(Region pointing data)
>>>
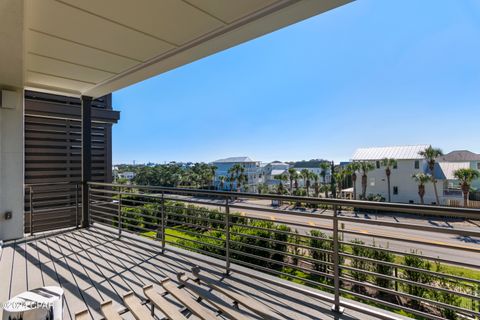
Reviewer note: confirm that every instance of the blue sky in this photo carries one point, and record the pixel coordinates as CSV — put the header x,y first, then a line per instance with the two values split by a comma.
x,y
370,73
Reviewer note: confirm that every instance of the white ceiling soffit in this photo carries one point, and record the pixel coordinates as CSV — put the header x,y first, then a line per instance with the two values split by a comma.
x,y
94,47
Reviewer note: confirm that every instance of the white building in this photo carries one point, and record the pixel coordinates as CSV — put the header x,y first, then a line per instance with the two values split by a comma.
x,y
273,169
254,175
126,175
460,159
403,187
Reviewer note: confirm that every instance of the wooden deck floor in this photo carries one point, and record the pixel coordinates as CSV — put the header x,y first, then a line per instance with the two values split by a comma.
x,y
93,265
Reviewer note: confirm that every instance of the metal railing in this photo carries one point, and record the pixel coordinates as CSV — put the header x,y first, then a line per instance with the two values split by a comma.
x,y
50,206
352,249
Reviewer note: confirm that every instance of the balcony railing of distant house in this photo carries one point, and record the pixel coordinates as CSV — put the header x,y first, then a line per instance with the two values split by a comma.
x,y
313,247
453,193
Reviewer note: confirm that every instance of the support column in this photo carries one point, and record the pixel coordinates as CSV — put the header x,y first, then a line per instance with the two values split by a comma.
x,y
86,156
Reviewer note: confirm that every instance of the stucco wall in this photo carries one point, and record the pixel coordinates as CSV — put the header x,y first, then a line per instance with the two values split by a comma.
x,y
11,170
402,178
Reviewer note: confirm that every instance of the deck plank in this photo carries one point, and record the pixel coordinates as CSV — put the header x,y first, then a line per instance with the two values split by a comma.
x,y
19,270
6,264
73,296
93,265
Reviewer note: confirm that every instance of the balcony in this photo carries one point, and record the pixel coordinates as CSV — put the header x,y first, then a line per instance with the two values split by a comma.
x,y
375,260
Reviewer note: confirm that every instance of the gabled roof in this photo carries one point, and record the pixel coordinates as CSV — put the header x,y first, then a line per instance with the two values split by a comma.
x,y
234,160
459,156
277,172
394,152
445,170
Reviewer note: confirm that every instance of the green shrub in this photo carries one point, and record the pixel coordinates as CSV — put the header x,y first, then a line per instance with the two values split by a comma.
x,y
416,276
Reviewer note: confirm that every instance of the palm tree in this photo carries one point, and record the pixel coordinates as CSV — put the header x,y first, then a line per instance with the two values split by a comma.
x,y
292,173
282,178
465,177
325,166
305,174
421,179
353,168
365,167
237,174
389,164
430,155
316,186
213,169
339,177
222,181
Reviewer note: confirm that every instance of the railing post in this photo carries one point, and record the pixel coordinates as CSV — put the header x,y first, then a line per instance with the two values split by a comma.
x,y
76,205
31,210
336,263
163,222
227,236
86,116
119,208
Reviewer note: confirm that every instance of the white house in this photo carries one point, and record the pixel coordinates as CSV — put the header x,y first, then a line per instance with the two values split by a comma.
x,y
273,169
403,187
460,159
126,175
254,175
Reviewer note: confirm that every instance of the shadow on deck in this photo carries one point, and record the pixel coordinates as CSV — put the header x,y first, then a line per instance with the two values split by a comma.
x,y
93,265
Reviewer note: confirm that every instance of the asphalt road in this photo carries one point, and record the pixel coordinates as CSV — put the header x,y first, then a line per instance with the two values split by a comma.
x,y
460,249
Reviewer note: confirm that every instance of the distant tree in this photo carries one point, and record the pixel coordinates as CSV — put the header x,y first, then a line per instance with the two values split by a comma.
x,y
222,180
281,178
389,164
340,175
237,176
292,176
325,166
421,179
430,154
353,168
465,177
316,185
365,167
305,174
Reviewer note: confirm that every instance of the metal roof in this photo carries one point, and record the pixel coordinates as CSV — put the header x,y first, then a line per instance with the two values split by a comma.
x,y
445,170
234,160
459,156
277,172
394,152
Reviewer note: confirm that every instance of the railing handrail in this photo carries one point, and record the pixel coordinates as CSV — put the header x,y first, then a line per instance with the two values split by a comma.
x,y
103,212
373,205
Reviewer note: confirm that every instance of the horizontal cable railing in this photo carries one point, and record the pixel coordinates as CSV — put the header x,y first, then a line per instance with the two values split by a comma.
x,y
389,255
50,206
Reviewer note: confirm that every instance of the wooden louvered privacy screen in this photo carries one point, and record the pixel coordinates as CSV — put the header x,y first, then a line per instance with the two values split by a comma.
x,y
53,157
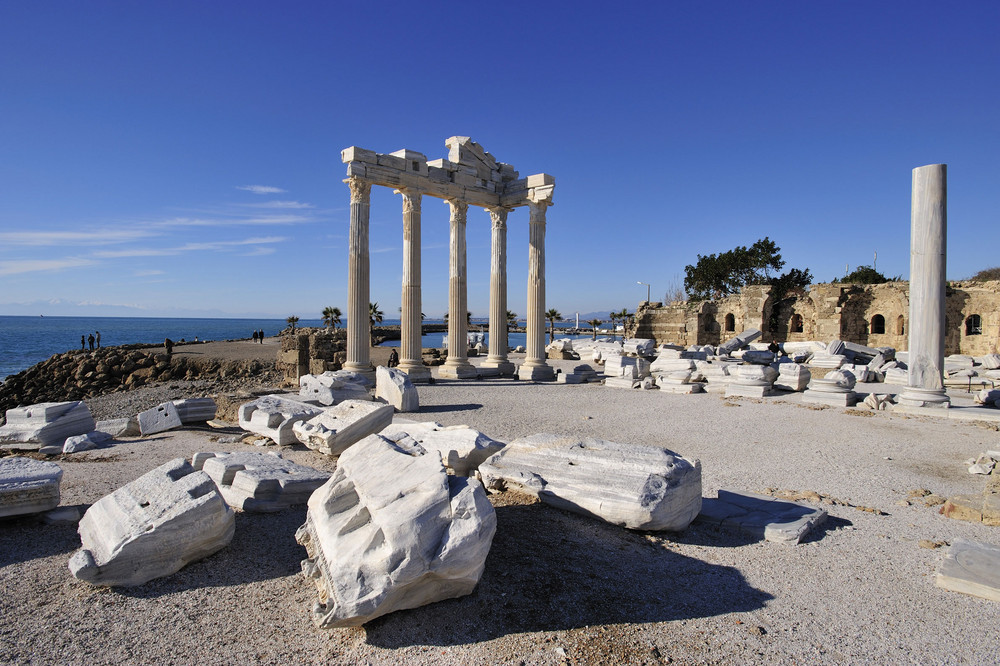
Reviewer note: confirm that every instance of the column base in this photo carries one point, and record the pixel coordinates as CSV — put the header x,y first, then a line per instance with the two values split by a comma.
x,y
915,396
536,373
418,374
502,365
458,370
<<<
> [YOUR ASSIGNMENT]
Your task is to repeat the records exactly. Images do not belong in the copy.

> [COMPLETED TASK]
Reviewer note: confirm that every instance of the blue sky in this photo carries one point, and record the pixel coordinates as CSV — put the header x,y first, then a line per instance with the two values split by a comma.
x,y
370,73
Reviewer note: confirm that every instance of the white ceiling soffit in this photo carries one point, and record the pixel coordinates as CSV — put the header x,y first, then a line per instance with the two values split by a comma.
x,y
94,47
Reviewer note: confirm that every instance of the white building in this photo carries one point, and record the pixel coordinates as CSV — put the header x,y first, then a line per instance with the two values split by a comma.
x,y
273,169
254,175
126,175
460,159
403,187
Reviewer note: confirm that every instance of the wooden deck floor in this photo carries one point, and record the pixel coordinates as CSV — put the header x,y first, then a line per instance with the two values split by a comma.
x,y
93,265
Reviewer note: confirm that every instance of the metal railing in this photo carries one point, and record the pixel coordinates as CSV — put the header x,y first, then a line per instance with the two values split by a comma.
x,y
50,206
352,249
Reviewer note: confirm that every instance of the balcony railing of distant house in this photo carries one point, and record the pixel coordinates as CSV — put the header x,y first, then a line per instance with the two values split by a comma.
x,y
313,247
453,193
Reviewer note: confirm that every instance of the support column in this photo carries one point, and record the pixel coordinates as CSV — put the header x,y first, then a line per instance with the two values split by a comma.
x,y
86,156
Reviewer note: confirm that every instance of the stucco wall in this photo carries one point, and record the pixel coordinates as CSV — put the header x,y first, then a line per instance with the two values split by a comma.
x,y
11,170
402,178
Reviewer note: confirm that every instance of the deck plank in this photo carries one point, and record the pixel coordinates as CSV — put the header x,y first, then a line per instance with the two values split by a comma.
x,y
19,270
6,264
73,296
93,265
Reviewer note: confirm that every instance of the balcony in this photo carries one point, and record the pixel coordinates as CSV — put the header x,y first, then a line per instance with the two values split by a comma.
x,y
375,260
Reviewer note: confirm that every instance of the gabled roof in this photo carries one point, and record the pixel coordinates as CSV — put the header x,y first, then a line per instance with the two values split by a comma.
x,y
234,160
459,156
277,172
394,152
445,170
Reviewer note: confirm that every instance of the green shrub in this photo carries one point, and record the pixel coordinates as CSV — put the header x,y first, then a line per instance with the two values split by a comma.
x,y
416,276
Reviewer note: confirm that every instance of the palm tree in this photo carries one point, and record the pixel coordinates as CSV — put the header x,y first, then a line per instance with the two values split by a comma.
x,y
292,173
282,178
465,177
325,166
305,174
421,179
353,168
365,167
237,174
389,164
430,155
316,186
213,169
339,177
222,181
Reviewer note: confirm that every instance of the railing post in this photo carries one point, and record the pixel coordinates as CSV — put the header x,y first, then a line per instance with the two values split by a comma.
x,y
76,205
31,210
336,263
163,222
227,236
86,116
119,208
Reviewer note: confirm that every instance of the white house in this photo carries one point, and record the pixel coordinates as CSV — put the header x,y first, then a line per instance with the two values split by a comma.
x,y
273,169
403,187
460,159
126,175
254,175
Reviewer note: confirm that every instance of the shadow on deck in this photo carries one point, and record the pixel coordinates as CSV — put the header x,y first, then a line per instance with the two values split by a comma.
x,y
93,265
Reviewer note: confirm that every instance of the asphalt road in this photo carries one point, and record the pixel coordinates as CSV — put the header x,y first, then a line per instance with the two values split by a comma.
x,y
460,249
Reviewer note: confirm that every instance of the distant tree in this photo carries one point, and record the pixel coordinates as CSV — put the header x,y first, then a line per instance with the two values split by a comma.
x,y
222,180
281,178
389,164
340,175
237,176
292,176
325,166
421,179
430,154
353,168
465,177
316,185
365,167
305,174
Reviewer note: confirm that every instance of the metal roof in this photo carries one point, and record the pixel coordinates as CSV — put the header x,y first, then a line per instance with the two values split by a comma.
x,y
445,170
234,160
459,156
277,172
394,152
Reviewer note: confirm that every instance of the railing handrail in this photo carries one point, and record the pixel coordinates as CSV — put the header x,y first, then a line per instance with the two values split by a comma.
x,y
103,212
373,205
Reviewer note: confirm that every instance of the horizontal cable railing in this photo carries one point, and record the pixel coordinates as CSV — put the header x,y first, then a line per instance with the two values split by a comma.
x,y
389,255
50,206
Reviewer note: confirm that every instance of the wooden louvered privacy screen in this photo carries one point, and record the pixel coordinates as CSV — put the header x,y first, then a line per instance with the two values split by a comma.
x,y
53,157
Reviewer note: confirm that every instance of the column base in this photo carries one point, and record the pixel coordinates as CSV — put the header x,y first, then a line per instance with the two values split by a comma.
x,y
915,396
536,373
418,374
502,365
458,370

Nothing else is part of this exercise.